PROVIDED INFORMATION:
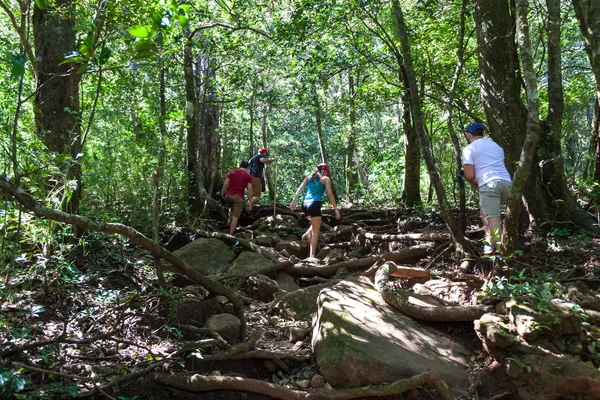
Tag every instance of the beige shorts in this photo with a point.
(492, 195)
(256, 187)
(236, 203)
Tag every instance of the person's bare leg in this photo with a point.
(315, 223)
(495, 231)
(234, 221)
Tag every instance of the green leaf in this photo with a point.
(105, 54)
(140, 31)
(41, 4)
(17, 62)
(73, 56)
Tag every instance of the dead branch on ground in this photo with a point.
(400, 300)
(32, 204)
(201, 383)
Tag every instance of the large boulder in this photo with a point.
(247, 264)
(358, 339)
(300, 304)
(206, 256)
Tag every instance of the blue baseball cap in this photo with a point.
(475, 127)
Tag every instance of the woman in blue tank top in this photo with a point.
(316, 184)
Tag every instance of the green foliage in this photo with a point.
(11, 383)
(541, 289)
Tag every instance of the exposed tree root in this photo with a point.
(401, 271)
(257, 354)
(425, 237)
(400, 300)
(32, 204)
(202, 383)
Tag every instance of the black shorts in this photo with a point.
(312, 208)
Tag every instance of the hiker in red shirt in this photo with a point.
(237, 181)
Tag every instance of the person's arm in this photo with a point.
(225, 187)
(470, 175)
(331, 196)
(300, 189)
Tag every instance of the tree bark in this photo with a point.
(264, 128)
(549, 153)
(460, 52)
(208, 123)
(57, 116)
(412, 152)
(203, 383)
(509, 235)
(193, 135)
(415, 102)
(32, 204)
(588, 15)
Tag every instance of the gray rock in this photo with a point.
(206, 256)
(300, 304)
(335, 255)
(317, 381)
(264, 240)
(262, 288)
(358, 339)
(286, 282)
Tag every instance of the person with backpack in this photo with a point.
(237, 181)
(316, 184)
(484, 168)
(257, 166)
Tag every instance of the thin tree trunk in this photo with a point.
(509, 235)
(192, 139)
(412, 151)
(319, 123)
(350, 168)
(457, 235)
(264, 128)
(595, 139)
(449, 115)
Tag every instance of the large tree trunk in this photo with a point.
(57, 117)
(415, 102)
(533, 129)
(588, 15)
(449, 116)
(506, 114)
(549, 148)
(208, 123)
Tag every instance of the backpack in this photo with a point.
(254, 169)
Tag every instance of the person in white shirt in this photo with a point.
(484, 168)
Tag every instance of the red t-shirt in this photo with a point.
(238, 180)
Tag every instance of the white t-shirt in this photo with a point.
(487, 159)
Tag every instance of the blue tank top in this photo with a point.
(314, 190)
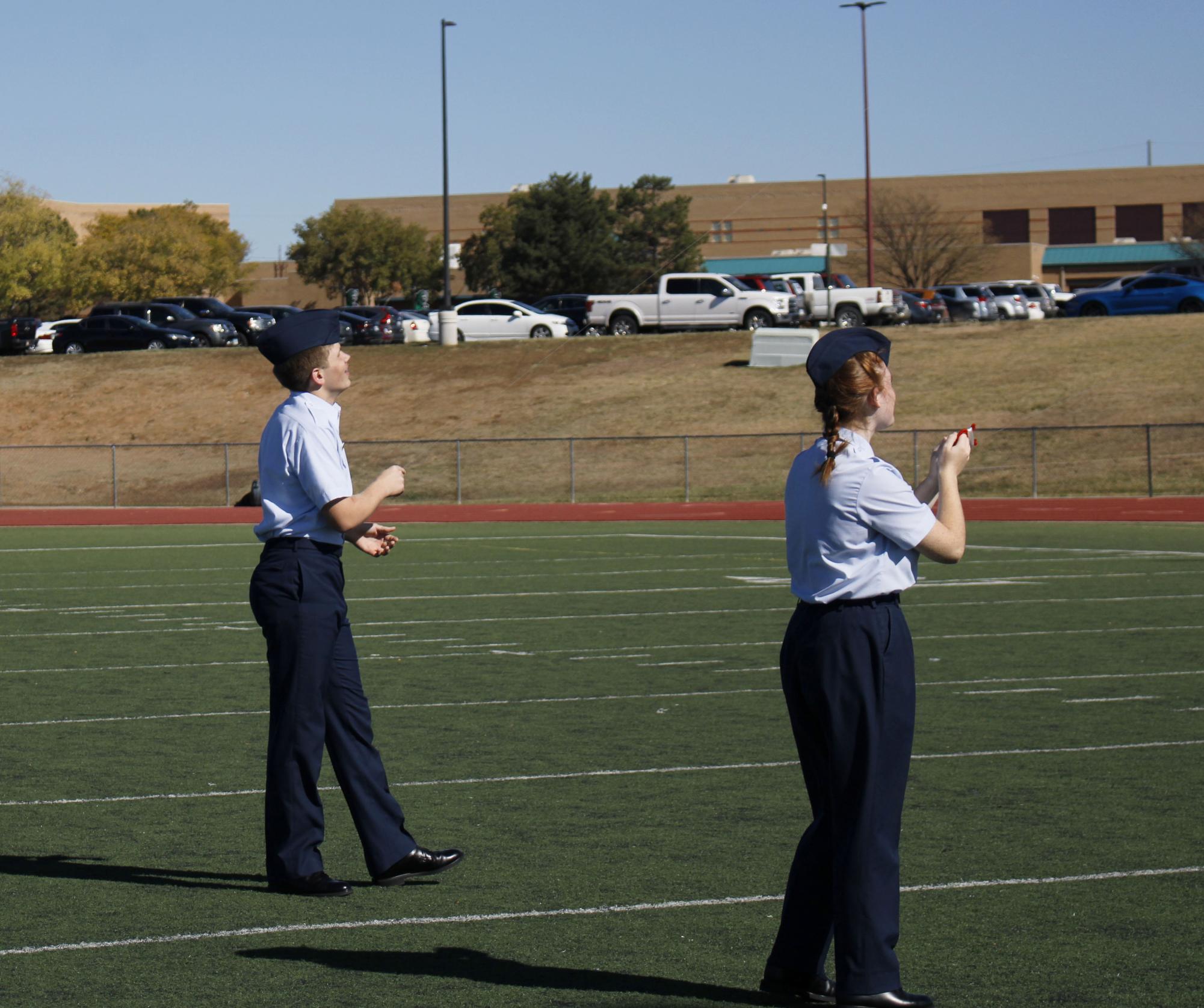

STATED EXERCISE: Copy all of the entries above word for word, leaving out the pictures.

SOLUTION TO THE EXERCISE:
Tag every instance of the beige shorts in this photo with a point.
(492, 195)
(256, 187)
(236, 203)
Tag every instance of the person's bare leg in this photo with a point.
(315, 223)
(495, 231)
(234, 221)
Tag every instance of the green leaf in this photo with a point.
(105, 54)
(140, 31)
(41, 4)
(17, 62)
(73, 56)
Tag every instance of the dead branch on ground in this photo with a point.
(400, 300)
(32, 204)
(201, 383)
Tag every instance of the large boulder in this photo with a point.
(247, 264)
(358, 339)
(300, 304)
(206, 256)
Tag every instance of the blue baseball cap in this photo with a point.
(475, 127)
Tag every instance of the woman in blue tank top in this photo with a point.
(316, 184)
Tag every instance of the green foliage in this photo with a point.
(11, 383)
(541, 289)
Tag every instance of the exposed tree root in this photo with a point.
(401, 271)
(257, 354)
(425, 237)
(400, 300)
(32, 204)
(202, 383)
Tag every instance of the black shorts in this photo with a point.
(312, 208)
Tag every instance of the hiker in red shirt in this photo with a point.
(237, 181)
Tag every instance of the person's arm in this photo with a point.
(225, 187)
(470, 175)
(331, 196)
(300, 189)
Tag every instance of the tree bark in this photo with a point.
(264, 128)
(549, 153)
(460, 52)
(208, 123)
(57, 116)
(412, 152)
(203, 383)
(509, 235)
(193, 135)
(415, 102)
(32, 204)
(588, 15)
Tag every instance of the gray rock in this photo with a point.
(206, 256)
(300, 304)
(335, 255)
(317, 381)
(264, 240)
(262, 288)
(358, 339)
(286, 282)
Tag every instance of the person with backpack in this photo with a point.
(237, 181)
(316, 184)
(484, 168)
(257, 166)
Tag every instance of the thin tree trunk in this photo with a point.
(509, 235)
(192, 139)
(412, 151)
(319, 123)
(350, 168)
(457, 235)
(264, 128)
(595, 139)
(449, 115)
Tag every instance of the large tree trunk in this photo with a point.
(57, 117)
(415, 102)
(533, 129)
(588, 15)
(449, 116)
(506, 114)
(549, 148)
(208, 123)
Tag every instance of the backpack in this photo with a point.
(254, 169)
Tag every instance of the person in white shirt in this photo with a point.
(484, 168)
Tag every instance of the red t-shirt in this photo with a point.
(238, 180)
Tag every instance of the white t-shirt in this photo with a point.
(487, 159)
Tag every instance of the blue tank top in this photo with a point.
(314, 190)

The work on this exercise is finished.